3$ BLDC and Stepper FOC driver - L298N

@runger DRV8316 looks very interesting.

Thanks for your suggestions.

This chip also looks interesting. I wonder if STM32f0 or ESP32 can handle 3 of these?

https://www.st.com/resource/en/datasheet/vnh7100bas.pdf

Thanks

!!!

Awesome! :smiley:

@Antun_Skuric Are there any gimbal motors on Amazon that you would recommend? I can’t find any of the ones mentioned in various project threads / in the supported hardware page, but if there’s an equivalent that’s not too far off in price from what’s currently being used, that would be an amazing help.

Edit: Likewise on the motor encoder. The only listing for the AMT103-V on Amazon is priced ridiculously high (~$220 USD) https://www.amazon.com/dp/B089ZFYYM4/

In the schematic above, I believe the bottom motor lead should go to out3 instead of out4 on the L298n.

Would this be similarly applicable to any dual output motor driver for normal DC motors? Like would the generic green MOSFET H-Bridge motor driver work for this by just using 3 of the 4 output pins?

Hi @jakabo27 ,
you have to be able to control their bridges seperately. The one you link has SPEED/DIR control, one (PWM) line for speed and one (digital high/low) line for direction. So you can’t control the bridges separately.
Also, the FETs are driven by a driver IC, which isn’t further documented on the product page, but which will often prevent the type of control you need to drive BLDCs - typically it won’t let you switch both high FETs on. Unfortunately, most of the cheap boards out there are “more advanced” than the L298N in this way, which makes them better for DC-motor control, but unsuitable for misuse as BLDC drivers.

== RECORDED INFORMATION ==
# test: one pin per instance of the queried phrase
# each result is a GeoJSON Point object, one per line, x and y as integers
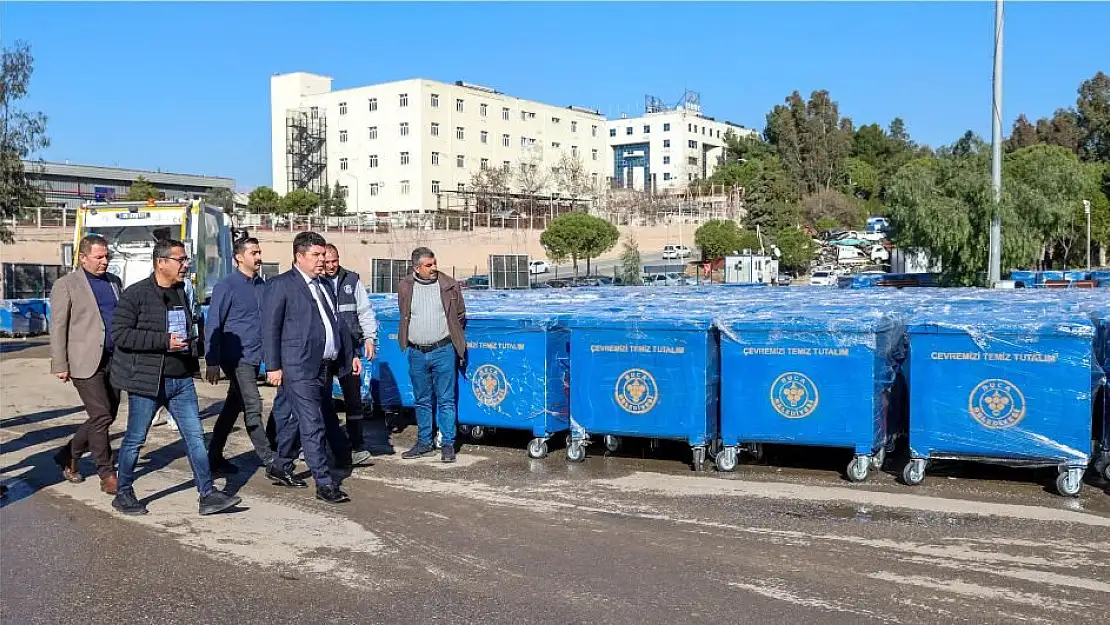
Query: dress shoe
{"type": "Point", "coordinates": [281, 479]}
{"type": "Point", "coordinates": [109, 484]}
{"type": "Point", "coordinates": [127, 503]}
{"type": "Point", "coordinates": [332, 494]}
{"type": "Point", "coordinates": [218, 501]}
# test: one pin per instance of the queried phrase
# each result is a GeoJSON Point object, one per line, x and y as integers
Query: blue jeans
{"type": "Point", "coordinates": [434, 373]}
{"type": "Point", "coordinates": [179, 396]}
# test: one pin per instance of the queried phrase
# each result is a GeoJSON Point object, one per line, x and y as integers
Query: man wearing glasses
{"type": "Point", "coordinates": [155, 358]}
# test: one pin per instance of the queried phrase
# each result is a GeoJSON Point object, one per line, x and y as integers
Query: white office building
{"type": "Point", "coordinates": [666, 149]}
{"type": "Point", "coordinates": [409, 145]}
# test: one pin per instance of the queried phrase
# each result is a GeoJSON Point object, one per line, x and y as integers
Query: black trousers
{"type": "Point", "coordinates": [102, 403]}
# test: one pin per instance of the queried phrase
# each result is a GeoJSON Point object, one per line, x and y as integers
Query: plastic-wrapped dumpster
{"type": "Point", "coordinates": [816, 377]}
{"type": "Point", "coordinates": [516, 377]}
{"type": "Point", "coordinates": [649, 373]}
{"type": "Point", "coordinates": [1010, 386]}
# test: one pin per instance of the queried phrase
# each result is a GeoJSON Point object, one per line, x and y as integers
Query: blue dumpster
{"type": "Point", "coordinates": [634, 375]}
{"type": "Point", "coordinates": [516, 377]}
{"type": "Point", "coordinates": [817, 377]}
{"type": "Point", "coordinates": [1010, 386]}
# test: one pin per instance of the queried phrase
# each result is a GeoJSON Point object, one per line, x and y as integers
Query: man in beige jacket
{"type": "Point", "coordinates": [81, 306]}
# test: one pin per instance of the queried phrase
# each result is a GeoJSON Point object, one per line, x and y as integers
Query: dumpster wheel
{"type": "Point", "coordinates": [914, 472]}
{"type": "Point", "coordinates": [726, 460]}
{"type": "Point", "coordinates": [859, 467]}
{"type": "Point", "coordinates": [576, 452]}
{"type": "Point", "coordinates": [537, 449]}
{"type": "Point", "coordinates": [1069, 482]}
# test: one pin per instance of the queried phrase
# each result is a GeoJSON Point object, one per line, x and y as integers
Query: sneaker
{"type": "Point", "coordinates": [218, 501]}
{"type": "Point", "coordinates": [419, 451]}
{"type": "Point", "coordinates": [127, 503]}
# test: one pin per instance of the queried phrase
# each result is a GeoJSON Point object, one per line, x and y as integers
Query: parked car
{"type": "Point", "coordinates": [675, 252]}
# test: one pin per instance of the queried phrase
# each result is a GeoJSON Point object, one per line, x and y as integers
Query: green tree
{"type": "Point", "coordinates": [22, 134]}
{"type": "Point", "coordinates": [263, 200]}
{"type": "Point", "coordinates": [300, 202]}
{"type": "Point", "coordinates": [631, 263]}
{"type": "Point", "coordinates": [142, 190]}
{"type": "Point", "coordinates": [578, 235]}
{"type": "Point", "coordinates": [797, 248]}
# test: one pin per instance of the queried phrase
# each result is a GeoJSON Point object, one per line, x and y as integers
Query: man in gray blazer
{"type": "Point", "coordinates": [81, 306]}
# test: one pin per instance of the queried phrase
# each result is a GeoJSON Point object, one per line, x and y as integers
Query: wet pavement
{"type": "Point", "coordinates": [629, 537]}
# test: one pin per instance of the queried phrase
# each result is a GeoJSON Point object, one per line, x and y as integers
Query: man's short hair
{"type": "Point", "coordinates": [88, 241]}
{"type": "Point", "coordinates": [305, 240]}
{"type": "Point", "coordinates": [421, 253]}
{"type": "Point", "coordinates": [163, 245]}
{"type": "Point", "coordinates": [241, 244]}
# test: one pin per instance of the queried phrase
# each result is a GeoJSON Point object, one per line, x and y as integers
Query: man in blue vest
{"type": "Point", "coordinates": [359, 320]}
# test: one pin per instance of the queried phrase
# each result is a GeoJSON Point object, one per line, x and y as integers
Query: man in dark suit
{"type": "Point", "coordinates": [304, 348]}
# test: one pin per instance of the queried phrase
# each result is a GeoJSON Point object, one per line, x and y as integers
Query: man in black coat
{"type": "Point", "coordinates": [155, 359]}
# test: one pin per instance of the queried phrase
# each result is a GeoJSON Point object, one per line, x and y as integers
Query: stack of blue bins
{"type": "Point", "coordinates": [643, 371]}
{"type": "Point", "coordinates": [1003, 382]}
{"type": "Point", "coordinates": [819, 376]}
{"type": "Point", "coordinates": [517, 375]}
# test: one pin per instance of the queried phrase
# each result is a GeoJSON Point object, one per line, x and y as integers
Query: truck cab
{"type": "Point", "coordinates": [132, 228]}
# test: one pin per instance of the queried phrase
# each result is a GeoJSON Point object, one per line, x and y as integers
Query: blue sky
{"type": "Point", "coordinates": [184, 87]}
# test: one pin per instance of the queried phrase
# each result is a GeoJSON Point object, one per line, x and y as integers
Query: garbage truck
{"type": "Point", "coordinates": [132, 228]}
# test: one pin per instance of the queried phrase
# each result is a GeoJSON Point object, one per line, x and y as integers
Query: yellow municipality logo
{"type": "Point", "coordinates": [794, 395]}
{"type": "Point", "coordinates": [997, 403]}
{"type": "Point", "coordinates": [490, 385]}
{"type": "Point", "coordinates": [636, 391]}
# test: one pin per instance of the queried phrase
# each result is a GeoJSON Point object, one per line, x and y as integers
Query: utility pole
{"type": "Point", "coordinates": [995, 269]}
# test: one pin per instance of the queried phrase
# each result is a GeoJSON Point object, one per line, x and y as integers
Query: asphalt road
{"type": "Point", "coordinates": [632, 537]}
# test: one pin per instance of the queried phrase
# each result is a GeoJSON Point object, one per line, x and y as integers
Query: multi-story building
{"type": "Point", "coordinates": [667, 148]}
{"type": "Point", "coordinates": [410, 145]}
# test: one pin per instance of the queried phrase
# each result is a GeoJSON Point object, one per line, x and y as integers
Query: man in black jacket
{"type": "Point", "coordinates": [154, 362]}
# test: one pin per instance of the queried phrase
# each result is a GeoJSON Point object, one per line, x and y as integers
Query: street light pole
{"type": "Point", "coordinates": [995, 273]}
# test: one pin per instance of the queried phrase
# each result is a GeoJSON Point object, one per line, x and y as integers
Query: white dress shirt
{"type": "Point", "coordinates": [331, 349]}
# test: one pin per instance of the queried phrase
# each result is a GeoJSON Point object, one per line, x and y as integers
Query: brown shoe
{"type": "Point", "coordinates": [108, 484]}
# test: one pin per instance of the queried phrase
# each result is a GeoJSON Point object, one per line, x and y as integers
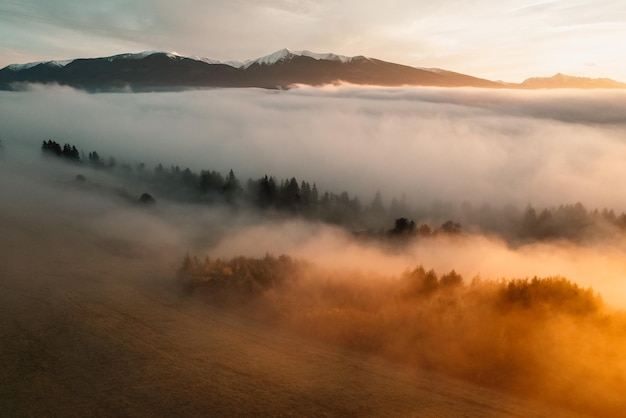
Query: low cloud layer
{"type": "Point", "coordinates": [497, 147]}
{"type": "Point", "coordinates": [487, 147]}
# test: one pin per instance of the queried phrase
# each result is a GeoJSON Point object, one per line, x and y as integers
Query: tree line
{"type": "Point", "coordinates": [395, 221]}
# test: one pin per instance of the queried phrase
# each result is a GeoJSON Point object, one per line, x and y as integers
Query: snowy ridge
{"type": "Point", "coordinates": [278, 56]}
{"type": "Point", "coordinates": [286, 54]}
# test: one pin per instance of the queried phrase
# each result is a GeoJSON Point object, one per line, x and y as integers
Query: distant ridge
{"type": "Point", "coordinates": [156, 71]}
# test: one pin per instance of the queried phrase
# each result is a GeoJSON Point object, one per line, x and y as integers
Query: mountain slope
{"type": "Point", "coordinates": [152, 71]}
{"type": "Point", "coordinates": [159, 70]}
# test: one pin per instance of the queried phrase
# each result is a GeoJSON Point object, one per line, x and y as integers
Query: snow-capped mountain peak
{"type": "Point", "coordinates": [287, 54]}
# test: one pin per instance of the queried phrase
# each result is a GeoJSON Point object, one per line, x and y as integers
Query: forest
{"type": "Point", "coordinates": [543, 337]}
{"type": "Point", "coordinates": [396, 222]}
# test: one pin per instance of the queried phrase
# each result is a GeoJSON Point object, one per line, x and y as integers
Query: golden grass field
{"type": "Point", "coordinates": [92, 326]}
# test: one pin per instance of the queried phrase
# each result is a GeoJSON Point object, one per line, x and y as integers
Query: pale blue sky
{"type": "Point", "coordinates": [501, 40]}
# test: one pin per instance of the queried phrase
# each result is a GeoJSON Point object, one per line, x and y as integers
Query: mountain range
{"type": "Point", "coordinates": [156, 71]}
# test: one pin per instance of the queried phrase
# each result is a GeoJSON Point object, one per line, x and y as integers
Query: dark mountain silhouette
{"type": "Point", "coordinates": [154, 71]}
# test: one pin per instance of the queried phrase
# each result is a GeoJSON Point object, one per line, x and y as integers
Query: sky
{"type": "Point", "coordinates": [508, 40]}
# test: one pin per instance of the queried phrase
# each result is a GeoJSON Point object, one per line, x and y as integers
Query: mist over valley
{"type": "Point", "coordinates": [468, 234]}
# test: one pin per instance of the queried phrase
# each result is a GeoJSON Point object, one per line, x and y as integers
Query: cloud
{"type": "Point", "coordinates": [476, 40]}
{"type": "Point", "coordinates": [499, 147]}
{"type": "Point", "coordinates": [493, 147]}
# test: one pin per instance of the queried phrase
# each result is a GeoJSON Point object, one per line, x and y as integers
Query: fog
{"type": "Point", "coordinates": [495, 147]}
{"type": "Point", "coordinates": [533, 147]}
{"type": "Point", "coordinates": [485, 147]}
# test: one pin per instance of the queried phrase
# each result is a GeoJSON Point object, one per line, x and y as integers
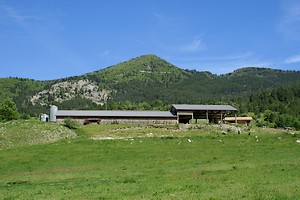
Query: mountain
{"type": "Point", "coordinates": [147, 80]}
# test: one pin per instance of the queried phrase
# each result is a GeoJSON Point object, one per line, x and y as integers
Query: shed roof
{"type": "Point", "coordinates": [112, 113]}
{"type": "Point", "coordinates": [204, 107]}
{"type": "Point", "coordinates": [238, 118]}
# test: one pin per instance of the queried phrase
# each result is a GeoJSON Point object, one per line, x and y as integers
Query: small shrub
{"type": "Point", "coordinates": [71, 124]}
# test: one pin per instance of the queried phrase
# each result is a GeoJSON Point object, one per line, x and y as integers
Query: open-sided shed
{"type": "Point", "coordinates": [212, 113]}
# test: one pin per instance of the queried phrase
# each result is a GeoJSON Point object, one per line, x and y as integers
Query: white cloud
{"type": "Point", "coordinates": [195, 45]}
{"type": "Point", "coordinates": [289, 23]}
{"type": "Point", "coordinates": [10, 13]}
{"type": "Point", "coordinates": [104, 53]}
{"type": "Point", "coordinates": [292, 59]}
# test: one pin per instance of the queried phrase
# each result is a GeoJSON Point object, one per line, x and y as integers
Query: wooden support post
{"type": "Point", "coordinates": [221, 118]}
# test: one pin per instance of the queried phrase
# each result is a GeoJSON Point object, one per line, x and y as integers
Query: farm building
{"type": "Point", "coordinates": [179, 113]}
{"type": "Point", "coordinates": [238, 120]}
{"type": "Point", "coordinates": [211, 113]}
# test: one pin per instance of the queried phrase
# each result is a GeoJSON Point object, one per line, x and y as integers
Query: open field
{"type": "Point", "coordinates": [154, 162]}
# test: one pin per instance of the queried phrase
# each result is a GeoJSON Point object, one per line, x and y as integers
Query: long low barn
{"type": "Point", "coordinates": [180, 113]}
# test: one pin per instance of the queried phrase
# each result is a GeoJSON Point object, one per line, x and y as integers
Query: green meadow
{"type": "Point", "coordinates": [147, 162]}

== AIM ==
From the forum thread about the L298N motor driver, copy word for word the passage that begins with the words containing "Also, the FETs" and ends with "as BLDC drivers.". The lines have no connection to the text.

== SOLUTION FOR THIS TASK ==
Also, the FETs are driven by a driver IC, which isn’t further documented on the product page, but which will often prevent the type of control you need to drive BLDCs - typically it won’t let you switch both high FETs on. Unfortunately, most of the cheap boards out there are “more advanced” than the L298N in this way, which makes them better for DC-motor control, but unsuitable for misuse as BLDC drivers.